# AUFGABENSTELLUNG 1
Fasse den Absatz des Textauszugs, der mit „Was das Thema Geld angeht“ beginnt, als Stichpunktliste zusammen und behalte dabei seine wichtigsten Fakten bei.
# AUFGABENSTELLUNG 2
Beantworte die folgenden Fragen anhand des Textauszugs.
(a) Welches Fahrzeug setzt die US-Armee in Rollen ein, für die es nie gedacht worden ist?
(b) Mit welcher Begründung ist aus den Depots nichts zu holen?
(c) Wie viele Dingos würde man für 325 Millionen Euro bekommen?

==== TEXTAUSZUG

Im großen und ganzen hat man hier das gleiche Problem wie alle westlichen Armeen, besonders auch die US-Armee, die den Hummer in Rollen einsetzt, für die er nie gedacht worden ist. Dort hat man auch tausende gepanzerte Fahrzeuge, nur halt nicht die, die man braucht. Mit Cougar und Buffalo betreibt man dort derzeit genauso Stückwerk-Management wie hierzulande mit Dingo2, Mungo und Konsorten (der direkte Vergleich bietet sich bei den genannten Fahrzeugen nur teilweise an).

Kurzum: aus den Depots ist da nichts zu holen, da das ganze Konzept inzwischen ein etwas anderes ist. Neue Fahrzeuge müssens sein und dafür ist im ausreichenden Maß kein Geld da.
Hmmm, danke für die Erklärung.

Was das Thema Geld angeht - ist schon verwunderlich. Man würde für 325 Millionen Euro beispielsweise 500 Dingos bekommen (ob's bei so etwas noch Mengenrabatt gibt, weiß ich nicht). Für uns Normalsterbliche sicherlich eine riesen Summe, aber wer die Mentalität unserer Volksvertreter etwas näher kennt, weiß das solche Summen in der Kategorie "Erdnüsse" rangieren. Zumal es ja zur Rechtfertigung vor dem Steuerzahler ja die beiden Totschlagsargumente "unsere Jungs brauchen Schutz" und "der Dingo sichert und schafft heimische Arbeitsplätze" gibt. Und die Folgekosten für Betrieb und Instandhaltung werden ja traditionell innerhalb des Fachbudgets verschoben (werden halt ne paar Wehrpflichtige mehr nicht gezogen). Sprich: Es fehlt der politische Wille. Und das unter einer Schwarz/Roten-Regierung.

========
==== GEGEBENE DATEN

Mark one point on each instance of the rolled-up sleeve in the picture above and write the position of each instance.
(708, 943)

========

# LÖSUNG 1
- Die Geldfrage ist verwunderlich.
- Für 325 Millionen Euro bekäme man beispielsweise 500 Dingos; ob es dabei Mengenrabatt gibt, ist offen.
- Für Normalbürger ist das eine riesige Summe, für die Volksvertreter zählt sie zur Kategorie „Erdnüsse“.
- Gegenüber dem Steuerzahler gibt es zwei Totschlagsargumente: „unsere Jungs brauchen Schutz“ und „der Dingo sichert und schafft heimische Arbeitsplätze“.
- Die Folgekosten für Betrieb und Instandhaltung werden traditionell innerhalb des Fachbudgets verschoben, etwa indem ein paar Wehrpflichtige weniger eingezogen werden.
- Fazit: Es fehlt der politische Wille, und das unter einer schwarz-roten Regierung.

# LÖSUNG 2
(a) Den Hummer.
(b) Das ganze Konzept ist inzwischen ein etwas anderes.
(c) 500 Dingos.